:: YOUR GOAL ::
Copy the items below word for word, starting at the line that contains "Category: black leggings" and stopping after the line that contains "pixel 640 422".

*** DATA PROVIDED ***

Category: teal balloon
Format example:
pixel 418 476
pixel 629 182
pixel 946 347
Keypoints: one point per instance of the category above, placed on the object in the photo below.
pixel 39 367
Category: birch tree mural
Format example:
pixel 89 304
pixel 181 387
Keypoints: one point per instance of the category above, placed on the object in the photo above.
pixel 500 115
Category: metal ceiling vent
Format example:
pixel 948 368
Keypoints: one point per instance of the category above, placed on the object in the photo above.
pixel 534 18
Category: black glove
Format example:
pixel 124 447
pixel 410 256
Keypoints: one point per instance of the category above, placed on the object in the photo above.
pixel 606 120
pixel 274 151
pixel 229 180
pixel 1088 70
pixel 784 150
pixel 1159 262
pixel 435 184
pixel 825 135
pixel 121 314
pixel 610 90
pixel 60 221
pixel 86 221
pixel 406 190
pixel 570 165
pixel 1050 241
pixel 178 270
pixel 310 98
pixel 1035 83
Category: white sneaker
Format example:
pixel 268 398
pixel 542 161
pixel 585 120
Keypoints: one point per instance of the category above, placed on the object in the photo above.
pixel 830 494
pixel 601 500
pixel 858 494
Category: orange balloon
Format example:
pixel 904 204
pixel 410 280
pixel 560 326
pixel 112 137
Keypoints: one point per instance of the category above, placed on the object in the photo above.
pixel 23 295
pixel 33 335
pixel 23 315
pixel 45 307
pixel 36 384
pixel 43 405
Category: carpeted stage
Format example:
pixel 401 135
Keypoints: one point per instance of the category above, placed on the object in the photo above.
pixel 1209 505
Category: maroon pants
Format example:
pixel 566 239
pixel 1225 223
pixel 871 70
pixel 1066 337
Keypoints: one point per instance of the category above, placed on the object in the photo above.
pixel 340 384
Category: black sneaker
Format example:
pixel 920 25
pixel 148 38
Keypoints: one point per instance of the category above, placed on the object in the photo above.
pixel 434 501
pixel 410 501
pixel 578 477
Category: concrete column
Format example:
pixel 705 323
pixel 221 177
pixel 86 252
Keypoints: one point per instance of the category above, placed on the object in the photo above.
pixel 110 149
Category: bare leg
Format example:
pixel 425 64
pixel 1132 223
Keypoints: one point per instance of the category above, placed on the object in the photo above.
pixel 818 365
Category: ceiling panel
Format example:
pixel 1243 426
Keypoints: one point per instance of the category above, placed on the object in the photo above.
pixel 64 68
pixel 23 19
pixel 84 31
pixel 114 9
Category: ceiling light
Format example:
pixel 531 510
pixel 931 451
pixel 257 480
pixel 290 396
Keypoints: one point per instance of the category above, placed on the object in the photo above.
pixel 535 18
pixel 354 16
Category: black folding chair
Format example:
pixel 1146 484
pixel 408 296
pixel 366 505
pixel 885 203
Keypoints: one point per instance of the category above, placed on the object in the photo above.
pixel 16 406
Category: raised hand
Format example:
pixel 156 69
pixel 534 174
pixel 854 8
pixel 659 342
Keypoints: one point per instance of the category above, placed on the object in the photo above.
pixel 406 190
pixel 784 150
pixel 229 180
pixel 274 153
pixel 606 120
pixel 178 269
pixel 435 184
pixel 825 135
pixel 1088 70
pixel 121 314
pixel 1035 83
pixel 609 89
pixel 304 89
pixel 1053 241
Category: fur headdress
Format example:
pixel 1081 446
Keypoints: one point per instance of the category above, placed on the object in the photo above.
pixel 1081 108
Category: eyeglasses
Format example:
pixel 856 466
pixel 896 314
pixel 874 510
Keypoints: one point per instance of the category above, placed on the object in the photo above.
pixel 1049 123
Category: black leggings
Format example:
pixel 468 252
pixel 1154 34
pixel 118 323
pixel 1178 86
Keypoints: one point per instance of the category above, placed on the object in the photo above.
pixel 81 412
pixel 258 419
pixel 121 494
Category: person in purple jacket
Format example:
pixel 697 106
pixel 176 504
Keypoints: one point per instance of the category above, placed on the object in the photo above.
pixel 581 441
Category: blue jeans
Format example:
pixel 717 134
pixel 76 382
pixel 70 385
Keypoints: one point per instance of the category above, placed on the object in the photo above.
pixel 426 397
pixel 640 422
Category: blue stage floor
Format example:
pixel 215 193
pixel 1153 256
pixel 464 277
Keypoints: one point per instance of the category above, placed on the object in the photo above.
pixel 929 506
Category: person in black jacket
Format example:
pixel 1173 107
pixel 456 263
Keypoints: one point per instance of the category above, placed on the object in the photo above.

***

:: FULL RESPONSE ::
Category: black leggings
Format example:
pixel 468 252
pixel 1154 34
pixel 118 323
pixel 1178 86
Keypoints: one point per instance of the category above, placed on the object in the photo above.
pixel 81 412
pixel 258 419
pixel 121 494
Category: person in purple jacket
Format example:
pixel 697 106
pixel 176 504
Keypoints: one point per instance of the category above, placed on the object in the photo above.
pixel 581 441
Category: blue jeans
Format example:
pixel 717 134
pixel 76 382
pixel 70 385
Keypoints: one point per instance of the category above, placed on the object in the photo above.
pixel 426 397
pixel 640 422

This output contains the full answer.